▸ EXERCISE DIRECTIONS
Give as a numbered list the lines that start at the one containing "For each instance of the white" and run through the last line, skipping any blank lines.

****************************************

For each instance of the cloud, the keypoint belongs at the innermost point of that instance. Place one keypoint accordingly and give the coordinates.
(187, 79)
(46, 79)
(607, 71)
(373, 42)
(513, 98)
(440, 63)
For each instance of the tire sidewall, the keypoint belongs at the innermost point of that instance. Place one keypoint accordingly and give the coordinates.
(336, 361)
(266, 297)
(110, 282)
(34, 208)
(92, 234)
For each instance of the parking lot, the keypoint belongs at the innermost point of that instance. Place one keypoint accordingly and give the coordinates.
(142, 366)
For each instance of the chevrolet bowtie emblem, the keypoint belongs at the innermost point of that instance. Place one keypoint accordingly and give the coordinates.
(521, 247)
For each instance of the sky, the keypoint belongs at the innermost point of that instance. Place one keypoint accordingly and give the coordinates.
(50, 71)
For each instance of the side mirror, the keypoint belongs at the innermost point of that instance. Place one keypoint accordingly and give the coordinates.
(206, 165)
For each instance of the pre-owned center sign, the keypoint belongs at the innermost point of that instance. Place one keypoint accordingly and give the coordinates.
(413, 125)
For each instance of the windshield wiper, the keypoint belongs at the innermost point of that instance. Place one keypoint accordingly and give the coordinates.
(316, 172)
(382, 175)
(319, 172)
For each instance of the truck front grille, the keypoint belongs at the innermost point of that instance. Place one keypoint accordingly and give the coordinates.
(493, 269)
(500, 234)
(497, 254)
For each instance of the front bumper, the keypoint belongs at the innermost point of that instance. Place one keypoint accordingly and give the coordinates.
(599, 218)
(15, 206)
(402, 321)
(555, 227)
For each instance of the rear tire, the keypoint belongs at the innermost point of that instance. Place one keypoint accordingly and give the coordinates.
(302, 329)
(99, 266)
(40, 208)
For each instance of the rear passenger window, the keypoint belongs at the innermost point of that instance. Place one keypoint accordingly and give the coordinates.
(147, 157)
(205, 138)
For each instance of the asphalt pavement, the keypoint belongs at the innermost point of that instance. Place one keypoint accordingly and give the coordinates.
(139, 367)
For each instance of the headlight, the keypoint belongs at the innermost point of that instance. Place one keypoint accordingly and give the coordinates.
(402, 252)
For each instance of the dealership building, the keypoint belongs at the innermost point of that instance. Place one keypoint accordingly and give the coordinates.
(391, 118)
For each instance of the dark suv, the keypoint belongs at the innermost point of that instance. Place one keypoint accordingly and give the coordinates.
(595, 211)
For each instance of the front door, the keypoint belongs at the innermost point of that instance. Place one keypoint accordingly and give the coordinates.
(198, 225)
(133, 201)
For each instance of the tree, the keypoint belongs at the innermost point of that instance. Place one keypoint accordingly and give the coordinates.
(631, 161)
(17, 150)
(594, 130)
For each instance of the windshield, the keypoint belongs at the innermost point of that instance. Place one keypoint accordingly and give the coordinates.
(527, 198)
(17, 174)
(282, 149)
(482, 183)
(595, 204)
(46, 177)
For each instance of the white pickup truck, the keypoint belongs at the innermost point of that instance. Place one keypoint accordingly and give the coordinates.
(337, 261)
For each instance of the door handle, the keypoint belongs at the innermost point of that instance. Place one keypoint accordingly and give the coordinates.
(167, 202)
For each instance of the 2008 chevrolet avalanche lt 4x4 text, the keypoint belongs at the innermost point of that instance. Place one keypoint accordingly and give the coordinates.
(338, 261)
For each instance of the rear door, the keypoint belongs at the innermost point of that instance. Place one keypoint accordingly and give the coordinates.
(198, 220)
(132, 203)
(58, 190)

****************************************

▸ SOLUTION FOR THIS EXERCISE
1. For each instance of the white pickup truck, the keypoint belongs at the innermost point of that instance. Place one keypoint accordingly and give the coordinates.
2. (337, 261)
3. For each instance of the door handle, the keypoint belongs at the innermost point of that instance. Place one keypoint accordingly and give the coordinates.
4. (167, 202)
5. For each instance of the 2008 chevrolet avalanche lt 4x4 text, the keypoint belongs at the innermost point of that instance. Place one keypoint accordingly and give the coordinates.
6. (338, 261)
7. For each instance of the rear door, the keypoint belongs at the innermost point of that instance. Place one keypoint accordingly and give the coordinates.
8. (198, 220)
9. (132, 203)
10. (58, 190)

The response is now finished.